* _Tareas del ejercicio_:
1. Enumera las categorías que, según el texto sobre la Eucaristía, hemos inventado nosotros para clasificar a los hijos de Dios.
2. En el texto sobre la Eucaristía, ¿qué jesuita es citado?
3. Transcribe sin cambios todo el fragmento del texto sobre la Eucaristía que va desde "En la mesa de" hasta "de la vida.".

* _Texto de lectura_:
▬▬▬▬▬▬

En la Eucaristía, desde la mesa, conocemos el corazón de Dios. La llamamos altar, más por tradición y prejuicios que por fidelidad evangélica. Pensamos más como en el Antiguo Testamento que como en el Nuevo. Seguimos llamando altar a la mesa, y sacrificio al banquete del Señor, como si Dios nos estuviera exigiendo sacrificios. Pero en su mesa el Señor no quiere el sacrificio de nadie, sino darnos vida a todos, alimentarnos y alegrarnos a todos. El Cielo es un gran banquete, una fiesta de vida, que tendríamos que degustar y anticipar en nuestras Eucaristías.

En la mesa de la Eucaristía, Dios no distingue a nadie. Nosotros hemos inventado las categorías de “puros” e “impuros”, de “primero” y “último” y, lo peor, las hemos usado para clasificar, para etiquetar y dividir a los hijos de Dios, de quien somos todos su imagen y semejanza. Pues bien. Como en la mesa Dios nos muestra su corazón, Dios en Jesús Dios ha elegido para sí el lugar de los últimos. Era sábado. En Jesús, Dios ha venido a traernos libertad. ¿Podía curar en sábado? Según la letra de la Ley, no; según el Espíritu de la Ley, ¡tenía que hacerlo! Por eso curó al enfermo de hidropesía, frente a quien compartió la mesa. ¡Dios nos quiere y nos quiere vivos, sanos, libres! ¿Por qué, entonces, el dolor y la enfermedad? No lo sabemos, pero sabemos que nos quiere. Y desde la certeza de su amor nos acercamos a su mesa a compartir con Él en esperanza la fiesta de la vida.

“Los amigos de nuestros amigos son nuestros amigos”, hemos dicho alguna vez. Tiene razón el jesuita José María Olaizola: “La amistad con los pobres nos hace amigos de Dios”. Lo mismo los niños, y las mujeres, y todas las minorías excluidas y rechazadas de las que hacemos burla y chistes. Chuparse los dedos puede ser una cochinada, sobre todo en las mesas de “etiqueta”, donde sólo se dice, según el patrón aprendido: “Gracias. Todo estuvo muy rico”, y uno de anfitrión no sabe si hubo sinceridad o mera cortesía. Pero cuando los niños, y los pobres, se chupan los dedos, y sonríen, aunque no digan “gracias”, halagan el corazón de quien les sirvió la mesa. Por eso Dios comparte con ellos la mesa. 

“Esteeeem… papá, eso de “¿A quién querés más, a Fulano o a Mengano?” A mí me fastidia.” Dijo un día Mafalda a su papá, mientras éste se anudaba la corbata. “Pero… estee… decime, ¿vos a quién querés más, a mamá o a mí? Superada la sorpresa, el papá le respondió sonriente: “¿Yo? ¿A mamá o a vos? ¡La pregunta!... ¡A mamá y a vos igual! Es decir… distinto, claro, pero a las dos igual” “Lo que sospechaba”, se dijo Mafalda, apesadumbrada, “¡bigamia!” Dios nos ama a todos con la misma intensidad y con el mismo corazón. Pero precisamente porque nos ama igual a todos, no nos puede tratar a igual a todos. Su mismo corazón lo llevará a sentarse con los últimos y a regañar a los primeros, desenmascarando su hipocresía o la vacuidad de sus pretensiones.

▬▬▬▬▬▬

* _Material de estudio_:
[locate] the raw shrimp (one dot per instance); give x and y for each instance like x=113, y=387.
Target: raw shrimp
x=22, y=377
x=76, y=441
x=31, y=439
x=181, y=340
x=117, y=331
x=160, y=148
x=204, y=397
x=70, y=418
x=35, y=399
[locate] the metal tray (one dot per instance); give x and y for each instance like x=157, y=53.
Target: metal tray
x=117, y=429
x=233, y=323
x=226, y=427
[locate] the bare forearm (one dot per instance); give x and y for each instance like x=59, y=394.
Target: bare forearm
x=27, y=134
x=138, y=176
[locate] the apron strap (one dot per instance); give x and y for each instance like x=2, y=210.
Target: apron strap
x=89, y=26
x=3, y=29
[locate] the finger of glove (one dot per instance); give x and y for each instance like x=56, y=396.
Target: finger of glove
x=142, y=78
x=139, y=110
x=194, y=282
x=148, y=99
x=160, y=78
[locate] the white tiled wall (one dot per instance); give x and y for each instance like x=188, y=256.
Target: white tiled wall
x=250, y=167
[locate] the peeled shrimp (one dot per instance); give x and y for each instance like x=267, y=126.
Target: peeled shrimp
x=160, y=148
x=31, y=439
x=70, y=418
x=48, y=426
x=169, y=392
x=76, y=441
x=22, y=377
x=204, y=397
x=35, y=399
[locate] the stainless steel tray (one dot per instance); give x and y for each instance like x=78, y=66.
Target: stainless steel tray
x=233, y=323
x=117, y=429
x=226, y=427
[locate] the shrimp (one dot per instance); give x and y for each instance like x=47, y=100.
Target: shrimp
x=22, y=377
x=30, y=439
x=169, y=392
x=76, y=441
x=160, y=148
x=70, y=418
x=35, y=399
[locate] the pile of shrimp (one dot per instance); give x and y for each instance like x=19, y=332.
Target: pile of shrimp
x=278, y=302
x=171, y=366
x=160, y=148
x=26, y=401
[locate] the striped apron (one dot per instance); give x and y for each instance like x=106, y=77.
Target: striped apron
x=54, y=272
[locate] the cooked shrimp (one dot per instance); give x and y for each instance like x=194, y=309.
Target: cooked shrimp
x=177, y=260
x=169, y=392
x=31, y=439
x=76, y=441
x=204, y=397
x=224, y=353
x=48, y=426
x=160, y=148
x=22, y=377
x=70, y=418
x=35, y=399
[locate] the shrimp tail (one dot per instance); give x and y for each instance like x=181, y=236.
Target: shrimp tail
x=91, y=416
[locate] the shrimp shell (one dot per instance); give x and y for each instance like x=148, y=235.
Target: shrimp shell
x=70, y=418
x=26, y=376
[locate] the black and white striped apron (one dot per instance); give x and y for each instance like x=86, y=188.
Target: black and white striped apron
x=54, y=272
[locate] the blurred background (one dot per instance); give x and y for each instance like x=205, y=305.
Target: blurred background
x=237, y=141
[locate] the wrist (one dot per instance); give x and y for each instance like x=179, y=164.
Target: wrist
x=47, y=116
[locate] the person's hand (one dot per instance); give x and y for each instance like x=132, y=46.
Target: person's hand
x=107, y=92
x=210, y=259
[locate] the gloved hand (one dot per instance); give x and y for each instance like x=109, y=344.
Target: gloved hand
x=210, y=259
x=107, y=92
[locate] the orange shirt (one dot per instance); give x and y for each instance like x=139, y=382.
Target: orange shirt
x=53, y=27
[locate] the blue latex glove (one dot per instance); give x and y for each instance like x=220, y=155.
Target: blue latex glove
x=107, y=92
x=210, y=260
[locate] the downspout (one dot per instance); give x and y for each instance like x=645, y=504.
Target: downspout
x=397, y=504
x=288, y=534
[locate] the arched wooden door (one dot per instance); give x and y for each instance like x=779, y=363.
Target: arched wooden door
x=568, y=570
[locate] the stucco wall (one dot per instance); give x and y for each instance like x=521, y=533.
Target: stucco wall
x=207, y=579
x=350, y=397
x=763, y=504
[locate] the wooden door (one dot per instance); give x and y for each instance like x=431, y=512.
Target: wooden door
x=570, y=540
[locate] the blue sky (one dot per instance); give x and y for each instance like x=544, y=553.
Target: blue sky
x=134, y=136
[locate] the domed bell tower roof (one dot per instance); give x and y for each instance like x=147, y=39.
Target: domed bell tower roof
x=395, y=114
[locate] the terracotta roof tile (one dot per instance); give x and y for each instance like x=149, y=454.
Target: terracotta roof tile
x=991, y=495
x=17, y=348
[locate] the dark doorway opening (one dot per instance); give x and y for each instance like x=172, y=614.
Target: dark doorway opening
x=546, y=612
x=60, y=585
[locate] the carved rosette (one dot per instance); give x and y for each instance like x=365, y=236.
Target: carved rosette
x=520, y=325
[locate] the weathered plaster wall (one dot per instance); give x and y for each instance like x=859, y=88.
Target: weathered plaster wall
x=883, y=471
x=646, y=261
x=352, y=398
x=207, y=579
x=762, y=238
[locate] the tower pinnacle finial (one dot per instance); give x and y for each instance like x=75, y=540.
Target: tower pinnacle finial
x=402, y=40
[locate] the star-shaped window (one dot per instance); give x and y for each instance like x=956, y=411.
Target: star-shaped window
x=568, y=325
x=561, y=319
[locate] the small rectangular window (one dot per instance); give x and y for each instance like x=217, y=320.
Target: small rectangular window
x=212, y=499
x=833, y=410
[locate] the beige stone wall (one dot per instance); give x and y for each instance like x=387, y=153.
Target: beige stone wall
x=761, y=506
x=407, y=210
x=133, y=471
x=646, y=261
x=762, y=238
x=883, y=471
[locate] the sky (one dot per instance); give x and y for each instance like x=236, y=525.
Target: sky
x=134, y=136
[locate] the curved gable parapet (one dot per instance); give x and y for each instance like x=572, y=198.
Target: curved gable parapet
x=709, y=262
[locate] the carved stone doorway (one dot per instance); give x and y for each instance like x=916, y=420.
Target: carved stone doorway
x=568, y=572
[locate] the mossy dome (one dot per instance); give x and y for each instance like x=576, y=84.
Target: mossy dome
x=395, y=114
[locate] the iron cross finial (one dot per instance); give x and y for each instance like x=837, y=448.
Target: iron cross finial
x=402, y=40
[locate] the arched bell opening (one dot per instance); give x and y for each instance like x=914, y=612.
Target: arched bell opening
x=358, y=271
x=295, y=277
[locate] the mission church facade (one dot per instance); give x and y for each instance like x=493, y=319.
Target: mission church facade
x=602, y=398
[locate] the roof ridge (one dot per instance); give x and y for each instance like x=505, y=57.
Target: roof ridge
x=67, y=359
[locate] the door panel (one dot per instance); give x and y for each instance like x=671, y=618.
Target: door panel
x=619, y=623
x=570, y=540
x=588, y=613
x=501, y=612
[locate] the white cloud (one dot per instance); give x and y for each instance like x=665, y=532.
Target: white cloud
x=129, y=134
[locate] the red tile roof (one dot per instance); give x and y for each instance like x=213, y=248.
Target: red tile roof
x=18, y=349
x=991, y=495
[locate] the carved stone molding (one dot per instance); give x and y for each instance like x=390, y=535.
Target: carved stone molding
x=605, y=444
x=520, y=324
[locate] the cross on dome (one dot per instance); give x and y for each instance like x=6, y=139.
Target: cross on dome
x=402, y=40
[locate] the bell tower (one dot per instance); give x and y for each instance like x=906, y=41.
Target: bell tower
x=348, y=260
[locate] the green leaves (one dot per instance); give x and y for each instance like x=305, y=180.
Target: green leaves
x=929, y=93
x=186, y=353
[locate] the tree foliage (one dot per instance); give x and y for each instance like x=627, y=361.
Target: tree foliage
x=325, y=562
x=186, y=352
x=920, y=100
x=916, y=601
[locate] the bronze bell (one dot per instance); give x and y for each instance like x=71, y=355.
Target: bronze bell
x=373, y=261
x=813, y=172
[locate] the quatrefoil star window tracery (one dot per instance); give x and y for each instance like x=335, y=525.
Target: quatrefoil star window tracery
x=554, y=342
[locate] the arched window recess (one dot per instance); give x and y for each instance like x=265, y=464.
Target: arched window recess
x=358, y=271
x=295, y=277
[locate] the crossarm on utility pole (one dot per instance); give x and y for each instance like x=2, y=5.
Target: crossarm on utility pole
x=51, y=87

▬▬▬▬▬▬

* _Respuestas en orden_:
1. "Puros", "impuros", "primero" y "último".

2. José María Olaizola.

3.
En la mesa de la Eucaristía, Dios no distingue a nadie. Nosotros hemos inventado las categorías de “puros” e “impuros”, de “primero” y “último” y, lo peor, las hemos usado para clasificar, para etiquetar y dividir a los hijos de Dios, de quien somos todos su imagen y semejanza. Pues bien. Como en la mesa Dios nos muestra su corazón, Dios en Jesús Dios ha elegido para sí el lugar de los últimos. Era sábado. En Jesús, Dios ha venido a traernos libertad. ¿Podía curar en sábado? Según la letra de la Ley, no; según el Espíritu de la Ley, ¡tenía que hacerlo! Por eso curó al enfermo de hidropesía, frente a quien compartió la mesa. ¡Dios nos quiere y nos quiere vivos, sanos, libres! ¿Por qué, entonces, el dolor y la enfermedad? No lo sabemos, pero sabemos que nos quiere. Y desde la certeza de su amor nos acercamos a su mesa a compartir con Él en esperanza la fiesta de la vida.